## Directions for this task
Substitute "occurrence" for every "instance" in the listing below and give it again with everything else unchanged. Leave the pictures out.
==*==
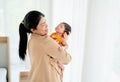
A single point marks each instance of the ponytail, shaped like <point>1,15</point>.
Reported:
<point>23,41</point>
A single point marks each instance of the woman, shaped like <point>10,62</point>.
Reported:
<point>41,48</point>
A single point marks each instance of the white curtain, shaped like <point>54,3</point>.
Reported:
<point>94,41</point>
<point>74,12</point>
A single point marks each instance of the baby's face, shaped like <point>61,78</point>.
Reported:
<point>60,28</point>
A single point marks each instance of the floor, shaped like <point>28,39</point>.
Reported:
<point>15,72</point>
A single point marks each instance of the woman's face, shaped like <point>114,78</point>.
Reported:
<point>42,27</point>
<point>60,28</point>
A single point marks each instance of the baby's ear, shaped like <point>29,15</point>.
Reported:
<point>65,36</point>
<point>32,30</point>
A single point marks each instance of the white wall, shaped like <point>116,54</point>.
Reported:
<point>99,42</point>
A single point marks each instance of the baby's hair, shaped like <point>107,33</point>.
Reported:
<point>67,28</point>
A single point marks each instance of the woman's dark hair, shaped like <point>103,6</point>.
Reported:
<point>29,22</point>
<point>67,28</point>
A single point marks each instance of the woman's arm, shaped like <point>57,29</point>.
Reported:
<point>52,49</point>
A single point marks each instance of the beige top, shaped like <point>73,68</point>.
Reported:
<point>42,49</point>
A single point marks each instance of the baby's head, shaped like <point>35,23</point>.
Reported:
<point>63,28</point>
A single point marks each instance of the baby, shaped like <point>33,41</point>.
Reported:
<point>62,31</point>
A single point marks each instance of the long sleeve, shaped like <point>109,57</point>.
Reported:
<point>52,50</point>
==*==
## The solution
A single point marks each occurrence of the ponytail, shaped like <point>1,15</point>.
Reported:
<point>23,41</point>
A single point marks each occurrence of the woman, shaped like <point>10,62</point>.
Reported:
<point>41,48</point>
A single point marks each occurrence of the white curtain, shaped like <point>54,3</point>.
Reported:
<point>94,41</point>
<point>74,12</point>
A single point marks each occurrence of the baby's face, shaped like <point>61,78</point>.
Reported:
<point>60,28</point>
A single point marks each occurrence of the floor, shaped like <point>28,39</point>.
Reported:
<point>15,72</point>
A single point marks each occurrence of the woman's face, shaped like <point>114,78</point>.
Reported:
<point>42,27</point>
<point>60,28</point>
A single point marks each occurrence of the baby's ear, shaped like <point>29,15</point>.
Reported:
<point>65,36</point>
<point>32,30</point>
A single point marks each occurrence of the white wall, shaped like <point>116,54</point>.
Reported:
<point>99,42</point>
A single point marks each occurrence of the baby's hair, shaped like <point>107,33</point>.
Reported:
<point>67,28</point>
A single point marks each occurrence of the woman's dark hair, shaped like <point>103,6</point>.
Reported:
<point>29,22</point>
<point>67,28</point>
A single point marks each occurrence of the woman's arm, shaped like <point>57,29</point>.
Reported:
<point>52,49</point>
A single point marks each occurrence of the beige top, shaped like <point>73,68</point>.
Reported:
<point>42,49</point>
A single point marks each occurrence of the baby's head, shaped like <point>35,23</point>.
Reported:
<point>63,28</point>
A single point marks each occurrence of the baby, shaped like <point>33,41</point>.
Reported:
<point>62,31</point>
A single point marks each occurrence of the long sleeve, shaped like <point>109,57</point>.
Reported:
<point>52,50</point>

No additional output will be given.